> [Stored records]
>>>>>

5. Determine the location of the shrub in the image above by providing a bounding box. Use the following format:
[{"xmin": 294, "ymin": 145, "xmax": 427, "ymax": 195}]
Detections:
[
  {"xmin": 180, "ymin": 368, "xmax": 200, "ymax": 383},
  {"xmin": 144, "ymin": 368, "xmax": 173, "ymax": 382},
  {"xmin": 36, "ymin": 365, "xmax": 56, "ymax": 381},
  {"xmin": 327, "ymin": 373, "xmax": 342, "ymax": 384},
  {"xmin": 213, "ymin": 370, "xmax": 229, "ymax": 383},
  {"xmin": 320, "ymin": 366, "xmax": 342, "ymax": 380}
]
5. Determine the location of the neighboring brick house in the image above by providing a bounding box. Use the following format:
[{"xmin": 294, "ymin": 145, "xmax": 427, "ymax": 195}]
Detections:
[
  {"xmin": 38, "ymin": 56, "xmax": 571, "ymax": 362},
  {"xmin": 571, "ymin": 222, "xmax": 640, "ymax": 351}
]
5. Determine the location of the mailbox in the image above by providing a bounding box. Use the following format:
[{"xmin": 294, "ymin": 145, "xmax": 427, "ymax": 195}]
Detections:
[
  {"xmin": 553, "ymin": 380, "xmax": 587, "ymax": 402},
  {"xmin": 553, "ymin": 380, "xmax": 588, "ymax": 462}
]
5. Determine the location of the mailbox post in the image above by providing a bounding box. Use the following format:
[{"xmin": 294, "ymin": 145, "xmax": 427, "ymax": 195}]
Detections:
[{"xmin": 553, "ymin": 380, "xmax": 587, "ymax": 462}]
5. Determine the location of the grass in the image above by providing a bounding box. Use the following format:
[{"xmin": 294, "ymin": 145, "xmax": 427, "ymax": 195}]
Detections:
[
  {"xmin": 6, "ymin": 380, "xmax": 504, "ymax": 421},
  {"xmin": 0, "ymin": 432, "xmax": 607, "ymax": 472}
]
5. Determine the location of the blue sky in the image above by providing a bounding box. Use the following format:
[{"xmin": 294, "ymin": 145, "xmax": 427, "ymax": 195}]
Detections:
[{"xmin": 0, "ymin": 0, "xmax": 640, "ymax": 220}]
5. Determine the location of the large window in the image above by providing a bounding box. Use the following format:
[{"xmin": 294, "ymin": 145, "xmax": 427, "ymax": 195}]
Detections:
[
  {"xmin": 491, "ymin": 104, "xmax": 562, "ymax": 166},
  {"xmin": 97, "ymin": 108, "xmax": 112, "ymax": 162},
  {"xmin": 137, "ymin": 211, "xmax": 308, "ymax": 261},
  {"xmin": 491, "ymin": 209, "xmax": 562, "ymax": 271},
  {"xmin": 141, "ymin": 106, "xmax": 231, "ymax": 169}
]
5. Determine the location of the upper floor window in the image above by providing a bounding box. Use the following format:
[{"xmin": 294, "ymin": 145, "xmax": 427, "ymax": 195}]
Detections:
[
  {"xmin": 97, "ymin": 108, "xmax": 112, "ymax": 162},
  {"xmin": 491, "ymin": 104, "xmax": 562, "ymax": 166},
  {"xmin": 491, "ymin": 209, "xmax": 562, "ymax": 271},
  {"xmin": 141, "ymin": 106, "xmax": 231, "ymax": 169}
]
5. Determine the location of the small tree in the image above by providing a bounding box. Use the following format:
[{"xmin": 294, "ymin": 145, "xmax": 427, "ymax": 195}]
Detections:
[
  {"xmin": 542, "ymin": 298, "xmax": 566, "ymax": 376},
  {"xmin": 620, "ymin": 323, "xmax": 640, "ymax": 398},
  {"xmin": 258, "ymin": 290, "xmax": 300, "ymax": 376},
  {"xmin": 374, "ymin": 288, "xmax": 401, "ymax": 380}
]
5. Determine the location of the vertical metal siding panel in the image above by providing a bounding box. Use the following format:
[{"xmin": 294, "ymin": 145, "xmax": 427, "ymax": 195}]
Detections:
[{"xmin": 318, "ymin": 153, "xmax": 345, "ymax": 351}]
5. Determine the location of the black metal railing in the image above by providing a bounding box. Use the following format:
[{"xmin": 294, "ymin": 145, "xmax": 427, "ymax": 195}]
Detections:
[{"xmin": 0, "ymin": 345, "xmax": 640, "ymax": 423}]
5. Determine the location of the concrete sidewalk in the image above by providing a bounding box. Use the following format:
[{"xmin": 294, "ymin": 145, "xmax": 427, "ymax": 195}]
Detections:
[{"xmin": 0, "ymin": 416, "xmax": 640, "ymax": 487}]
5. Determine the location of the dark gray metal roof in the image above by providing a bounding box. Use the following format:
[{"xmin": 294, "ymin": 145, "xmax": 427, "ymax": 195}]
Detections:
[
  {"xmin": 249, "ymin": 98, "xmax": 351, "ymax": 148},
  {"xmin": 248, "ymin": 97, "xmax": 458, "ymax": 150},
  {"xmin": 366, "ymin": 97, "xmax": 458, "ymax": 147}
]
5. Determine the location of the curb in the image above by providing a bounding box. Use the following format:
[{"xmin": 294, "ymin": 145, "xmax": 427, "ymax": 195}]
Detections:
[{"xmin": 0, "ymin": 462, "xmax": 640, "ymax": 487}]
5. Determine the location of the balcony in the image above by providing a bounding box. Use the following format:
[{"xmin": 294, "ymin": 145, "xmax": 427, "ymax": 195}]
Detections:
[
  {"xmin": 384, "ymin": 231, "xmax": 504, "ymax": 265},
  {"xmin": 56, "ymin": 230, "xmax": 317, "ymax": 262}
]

<<<<<

> [Short task]
Please copy the rows above again, starting at the line containing "5. Determine the location of the balcony" and ending at the last row, requests included. Raise every coordinate in the answers by 11, leaving the numbers in the requests and their format samples unchanged.

> [Answer for this exercise]
5. Determine the location of the balcony in the image above by providing a bounding box. Use the following format:
[{"xmin": 294, "ymin": 145, "xmax": 427, "ymax": 195}]
Detections:
[
  {"xmin": 395, "ymin": 242, "xmax": 515, "ymax": 276},
  {"xmin": 67, "ymin": 241, "xmax": 328, "ymax": 273}
]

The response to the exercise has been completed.